> [Objective]
Answer these questions about the text on CI infrastructure:
(a) What computing resources has Google donated to Apache Beam?
(b) How many workers remain after the cut in resources by the Apache Infra team?
(c) How long did it take to merge five simple small fixes to the CI infrastructure?

> [Text passage]
########################################

As Kamil mentioned - we are also talking to Apache Beam commiters (they
have another host of problems with Jenkins instance they have) - we are
closely cooperating with them and they are looking into our experiences
with GitLab to try similar approach with GKE cluster and GitLab CI. They
have currently 16 VMS of 16-core CPU donated by Google for them which is
sitting idle sometimes, and moving to auto-scaling Kubernetes
infrastructure and GitLab configuration + Kubernetes integration which is
way better than Jenkins is something they are very much looking at. Again -
we are a Guinea Pig of that move.

>
> > My personal opinion, apart from the issues we're facing the last few
> days,
> > Travis works quite well for me.
>
> I am afraid that the current problems will be repeated because we have
> cut resources by the Apache Infra team  We have only 5 workers. This
> means that only one pR is performed simultaneously on apache/airflow
> repo.
>

Sorry, but I think your case is a bit different than ours (and a number of
other people). The current infrastructure with Travis and 5 workers is
totally not scalable and it already limits us heavily. It took me *a week
(!!!!!)*  to merge five simple small fixes to the CI infrastructure because
those changes depended on each-other. And it was purely because of queuing
delays and Travis's problems, no problem with reviews (they were really
small one-line changes). If you are submitting one or two PRs at a time and
you switch to Airflow occasionally, you probably do not feel it as a
problem. But in our case when we have 3 people team working pretty much
full time on Airflow (we are switching back to this mode after working on
Oozie-2-Airflow) and gearing up for some major improvements in GCP operator
area, this will be hugely limiting factor if we keep the CI slowing us to
pretty much one PR a day (per team). This is the current speed we can get
and it is not sustainable at all.

########################################

> [Records from a data source]
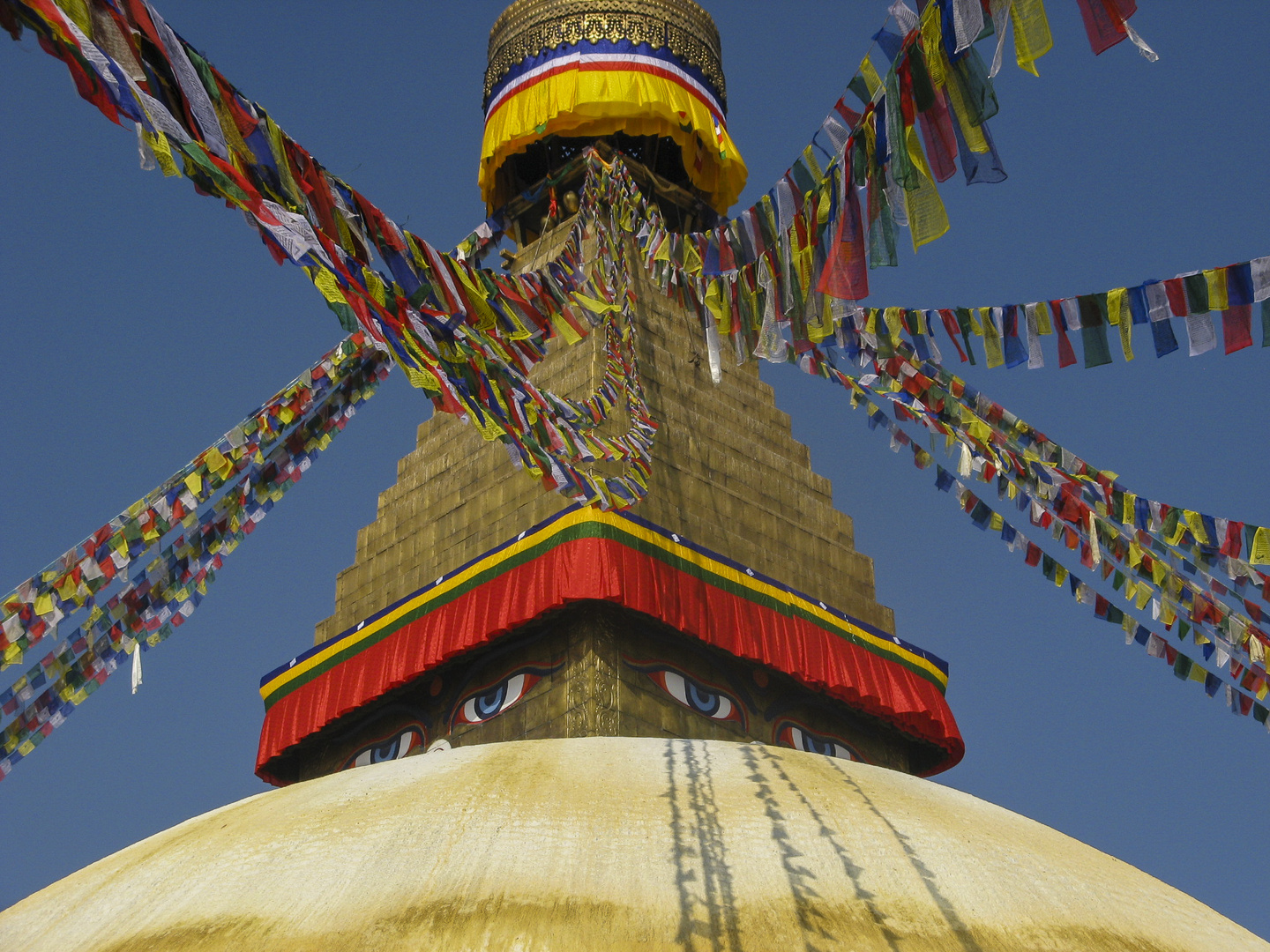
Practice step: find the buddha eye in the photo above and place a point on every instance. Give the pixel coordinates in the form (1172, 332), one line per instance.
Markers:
(492, 701)
(392, 747)
(791, 735)
(695, 695)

########################################

> [Answer for this exercise]
(a) 16 VMs of 16-core CPU.
(b) 5 workers.
(c) A week.